=== INSTRUCTIONS FOR THE TASK ===
Pull out every line of the material below that contains the string "wall", treating uppercase and lowercase as different.

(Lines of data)
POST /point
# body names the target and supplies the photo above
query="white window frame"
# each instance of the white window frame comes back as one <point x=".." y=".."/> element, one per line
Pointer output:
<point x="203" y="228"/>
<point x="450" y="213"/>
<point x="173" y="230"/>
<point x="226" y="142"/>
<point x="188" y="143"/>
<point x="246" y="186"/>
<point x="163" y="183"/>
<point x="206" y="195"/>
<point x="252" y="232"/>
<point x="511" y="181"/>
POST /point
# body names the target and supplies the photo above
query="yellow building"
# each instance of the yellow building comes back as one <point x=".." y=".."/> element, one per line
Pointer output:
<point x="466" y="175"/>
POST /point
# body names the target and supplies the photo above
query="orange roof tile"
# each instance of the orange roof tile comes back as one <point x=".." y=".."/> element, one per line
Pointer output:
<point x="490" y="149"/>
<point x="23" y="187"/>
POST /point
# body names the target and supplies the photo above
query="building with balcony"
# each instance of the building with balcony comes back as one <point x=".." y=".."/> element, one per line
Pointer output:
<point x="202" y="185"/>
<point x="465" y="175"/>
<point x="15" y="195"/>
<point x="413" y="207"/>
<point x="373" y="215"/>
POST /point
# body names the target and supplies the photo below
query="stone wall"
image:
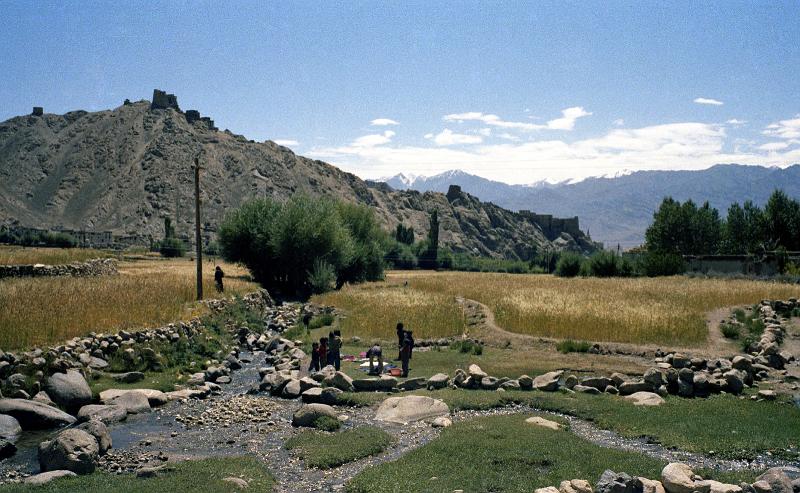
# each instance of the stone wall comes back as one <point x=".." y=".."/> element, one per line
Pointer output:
<point x="96" y="267"/>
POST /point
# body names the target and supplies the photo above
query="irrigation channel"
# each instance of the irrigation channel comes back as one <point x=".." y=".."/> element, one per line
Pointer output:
<point x="234" y="423"/>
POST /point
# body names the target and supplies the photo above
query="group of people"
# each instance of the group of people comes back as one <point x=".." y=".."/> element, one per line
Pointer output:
<point x="328" y="351"/>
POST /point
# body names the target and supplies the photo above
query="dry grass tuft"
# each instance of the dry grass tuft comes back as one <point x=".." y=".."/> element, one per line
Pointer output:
<point x="644" y="310"/>
<point x="40" y="311"/>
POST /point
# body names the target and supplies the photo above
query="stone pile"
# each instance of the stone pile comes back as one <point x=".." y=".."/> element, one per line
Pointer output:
<point x="679" y="478"/>
<point x="90" y="268"/>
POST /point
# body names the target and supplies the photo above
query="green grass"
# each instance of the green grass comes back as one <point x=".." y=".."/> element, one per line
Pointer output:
<point x="188" y="477"/>
<point x="499" y="454"/>
<point x="328" y="450"/>
<point x="722" y="424"/>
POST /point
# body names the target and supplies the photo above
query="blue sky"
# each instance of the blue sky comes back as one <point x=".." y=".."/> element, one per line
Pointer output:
<point x="514" y="91"/>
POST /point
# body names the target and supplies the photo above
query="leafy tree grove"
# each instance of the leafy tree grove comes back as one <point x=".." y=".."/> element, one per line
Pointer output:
<point x="304" y="245"/>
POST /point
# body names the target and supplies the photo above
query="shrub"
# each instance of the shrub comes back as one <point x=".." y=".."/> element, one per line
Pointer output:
<point x="654" y="264"/>
<point x="570" y="346"/>
<point x="327" y="423"/>
<point x="171" y="247"/>
<point x="569" y="264"/>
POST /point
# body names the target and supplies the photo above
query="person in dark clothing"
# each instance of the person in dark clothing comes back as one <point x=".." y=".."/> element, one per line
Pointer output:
<point x="323" y="351"/>
<point x="401" y="333"/>
<point x="373" y="353"/>
<point x="405" y="353"/>
<point x="314" y="357"/>
<point x="218" y="275"/>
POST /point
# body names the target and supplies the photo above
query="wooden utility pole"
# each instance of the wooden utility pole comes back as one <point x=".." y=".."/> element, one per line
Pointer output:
<point x="197" y="240"/>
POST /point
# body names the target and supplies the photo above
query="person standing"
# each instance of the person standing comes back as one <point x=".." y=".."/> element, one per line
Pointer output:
<point x="218" y="275"/>
<point x="400" y="336"/>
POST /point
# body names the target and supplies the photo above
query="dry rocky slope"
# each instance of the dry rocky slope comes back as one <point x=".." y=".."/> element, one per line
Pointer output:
<point x="123" y="170"/>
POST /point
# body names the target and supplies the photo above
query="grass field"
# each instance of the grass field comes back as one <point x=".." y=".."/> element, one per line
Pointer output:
<point x="146" y="293"/>
<point x="499" y="454"/>
<point x="667" y="310"/>
<point x="187" y="477"/>
<point x="17" y="255"/>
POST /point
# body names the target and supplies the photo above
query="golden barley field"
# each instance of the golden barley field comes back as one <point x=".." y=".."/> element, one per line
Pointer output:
<point x="146" y="293"/>
<point x="18" y="255"/>
<point x="668" y="310"/>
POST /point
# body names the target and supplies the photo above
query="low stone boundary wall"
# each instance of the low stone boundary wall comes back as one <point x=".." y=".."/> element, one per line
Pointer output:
<point x="90" y="268"/>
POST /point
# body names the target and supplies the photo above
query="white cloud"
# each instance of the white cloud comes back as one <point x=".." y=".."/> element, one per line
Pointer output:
<point x="447" y="137"/>
<point x="784" y="129"/>
<point x="714" y="102"/>
<point x="566" y="122"/>
<point x="373" y="140"/>
<point x="382" y="122"/>
<point x="774" y="146"/>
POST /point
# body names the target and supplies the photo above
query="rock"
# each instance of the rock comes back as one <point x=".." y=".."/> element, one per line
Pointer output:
<point x="778" y="481"/>
<point x="73" y="450"/>
<point x="651" y="486"/>
<point x="342" y="381"/>
<point x="34" y="415"/>
<point x="413" y="384"/>
<point x="645" y="399"/>
<point x="545" y="423"/>
<point x="46" y="477"/>
<point x="717" y="487"/>
<point x="69" y="390"/>
<point x="237" y="482"/>
<point x="678" y="478"/>
<point x="101" y="412"/>
<point x="99" y="431"/>
<point x="612" y="482"/>
<point x="412" y="408"/>
<point x="600" y="383"/>
<point x="309" y="413"/>
<point x="382" y="384"/>
<point x="133" y="402"/>
<point x="548" y="382"/>
<point x="628" y="388"/>
<point x="438" y="381"/>
<point x="575" y="486"/>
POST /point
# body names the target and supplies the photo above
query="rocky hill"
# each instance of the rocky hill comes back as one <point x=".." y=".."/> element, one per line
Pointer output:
<point x="124" y="170"/>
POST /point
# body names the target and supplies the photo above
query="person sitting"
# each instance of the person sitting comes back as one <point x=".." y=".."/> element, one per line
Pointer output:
<point x="374" y="353"/>
<point x="314" y="357"/>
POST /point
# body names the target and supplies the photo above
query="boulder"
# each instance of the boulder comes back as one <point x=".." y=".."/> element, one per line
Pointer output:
<point x="612" y="482"/>
<point x="73" y="450"/>
<point x="309" y="413"/>
<point x="575" y="486"/>
<point x="33" y="415"/>
<point x="382" y="384"/>
<point x="645" y="399"/>
<point x="544" y="423"/>
<point x="133" y="402"/>
<point x="679" y="478"/>
<point x="411" y="408"/>
<point x="69" y="390"/>
<point x="46" y="477"/>
<point x="99" y="431"/>
<point x="777" y="479"/>
<point x="548" y="382"/>
<point x="438" y="381"/>
<point x="101" y="412"/>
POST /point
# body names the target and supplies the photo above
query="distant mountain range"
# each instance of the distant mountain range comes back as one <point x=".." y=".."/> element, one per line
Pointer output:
<point x="618" y="210"/>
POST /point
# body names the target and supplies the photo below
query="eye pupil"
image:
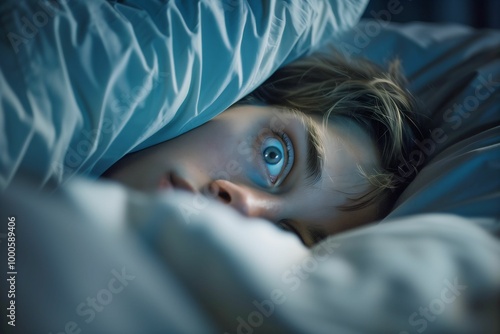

=== SOLUTION FOR THIS PROBLEM ===
query="stone wall"
# each instance of the stone wall comes back as one <point x=".." y=".."/> element, one per line
query="low stone boundary wall"
# each instance of the low stone boundary wall comes back as one <point x=".." y=".."/> element, one per line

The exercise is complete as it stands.